Text under study:
==*==

I’m still refining my algorithm so some of these numbers might change slightly, but the bottom line is that perhaps 10% of the stations could be called stable.

steven mosher
July 20, 2007 6:40 am

Anthony, you forgot the most ironic use of photos.
TREE RING studies.

Evan Jones
July 20, 2007 9:54 am

If you had no pics can you imagine the response?
Instead of dissing the concept of pictorial evidence, they’d be very likely be questioning your findings.
I can’t say if GW is “real” or not, but I can say that I have rather strong opinons about this so-called “post-modern science” that is hostile to critical peer review. (No time for that! The ship is sinking! etc., etc.)
I am highly suspicious of anyone who:
a.) refuses to divulge methods,
b.) refuses to divulge data,
c.) attacks the evidence of others without offering any alternative or even saying why (other than claiming that seeing is not believing).

==*==

Records from a collection:

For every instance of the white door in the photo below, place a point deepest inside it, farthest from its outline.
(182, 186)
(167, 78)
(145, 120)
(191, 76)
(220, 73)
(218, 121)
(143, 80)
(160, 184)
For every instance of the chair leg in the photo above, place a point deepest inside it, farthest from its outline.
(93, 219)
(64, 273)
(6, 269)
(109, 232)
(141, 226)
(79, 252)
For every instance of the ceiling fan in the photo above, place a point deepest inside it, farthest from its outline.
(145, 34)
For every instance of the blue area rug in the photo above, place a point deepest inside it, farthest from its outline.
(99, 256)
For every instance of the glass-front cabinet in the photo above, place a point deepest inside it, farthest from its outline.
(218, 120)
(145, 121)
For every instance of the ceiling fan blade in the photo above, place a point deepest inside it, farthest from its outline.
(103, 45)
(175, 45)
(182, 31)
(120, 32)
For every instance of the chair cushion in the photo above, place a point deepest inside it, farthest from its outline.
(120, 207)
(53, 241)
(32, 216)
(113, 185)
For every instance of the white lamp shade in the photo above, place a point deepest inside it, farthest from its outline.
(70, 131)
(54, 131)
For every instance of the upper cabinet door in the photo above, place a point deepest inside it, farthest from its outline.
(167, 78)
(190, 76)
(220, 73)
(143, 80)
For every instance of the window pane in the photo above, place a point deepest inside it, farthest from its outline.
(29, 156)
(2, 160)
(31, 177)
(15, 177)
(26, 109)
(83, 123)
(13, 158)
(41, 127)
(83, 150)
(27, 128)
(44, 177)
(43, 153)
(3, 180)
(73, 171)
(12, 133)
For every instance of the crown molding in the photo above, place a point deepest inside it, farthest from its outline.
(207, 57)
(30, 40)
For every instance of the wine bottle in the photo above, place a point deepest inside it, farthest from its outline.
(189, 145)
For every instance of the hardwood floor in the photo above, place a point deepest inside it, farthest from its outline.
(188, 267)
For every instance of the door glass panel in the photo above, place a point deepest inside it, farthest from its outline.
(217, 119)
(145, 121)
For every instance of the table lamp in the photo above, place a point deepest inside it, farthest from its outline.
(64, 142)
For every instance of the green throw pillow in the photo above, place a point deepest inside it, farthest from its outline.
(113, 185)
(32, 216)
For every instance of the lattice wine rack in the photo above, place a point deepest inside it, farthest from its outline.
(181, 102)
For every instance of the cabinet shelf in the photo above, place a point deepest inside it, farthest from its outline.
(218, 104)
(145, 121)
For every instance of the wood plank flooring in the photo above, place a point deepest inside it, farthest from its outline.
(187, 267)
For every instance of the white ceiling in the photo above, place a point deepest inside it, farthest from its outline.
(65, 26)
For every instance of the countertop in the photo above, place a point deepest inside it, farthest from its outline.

==*==

Tasks for this exercise:
(1) Based on the comment thread about station photos, decide whether each statement below agrees with it, answering yes or no and quoting the words that settle it. (a) The thread opens by saying that about 10% of the stations could be called stable. (b) Evan Jones says he can judge whether GW is real. (c) steven mosher names tree ring studies as an ironic use of photos.
(2) In the comment thread about station photos, what date and time appear on the comment by Evan Jones?
(3) Pick up the comment thread about station photos after its last line and carry it on.

Results of the exercise:
(1)
(a) Yes: "perhaps 10% of the stations could be called stable."
(b) No: "I can’t say if GW is “real” or not"
(c) Yes: "Anthony, you forgot the most ironic use of photos. TREE RING studies."

(2) July 20, 2007 9:54 am

(3)
d.) doesn’t fall all over himself trying to correct their own bad data once it has been pointed out. Like a proper scientist.
e.) Attempts to declare the debate to be “settled”.
Hit the line hard.
BTW, what happened to Doc Pielke’s blog? I keep getting a null hit. (Has he been. um, er, “removed”?)

July 20, 2007 8:17 pm

Anthony, I noticed that while the Stevenson Screens are painted white, while the new sensors are housed in some kind of beige colored plastic or resin. Wouldn’t that effect the readings more than the type of paint?

July 20, 2007 11:58 pm

For an “official” twist to this story: Check out the USCRN Documentation on Station Installation/Maintenance. See page 45 of http://www1.ncdc.noaa.gov/pub/data/uscrn/documentation/program/USCRN%20Installation%20Guide.pdf
They are taking tons of pictures when setting up sites and EVERY YEAR: “To be retaken at each annual site visit […]”
Now, is that mandatory? That’s what I haven’t found out, yet. But hey, what’s mandatory? If they can get any rising temperaturen the cause is proved. After all it’s about saving billions of lives! Who cares about science? It’s about life!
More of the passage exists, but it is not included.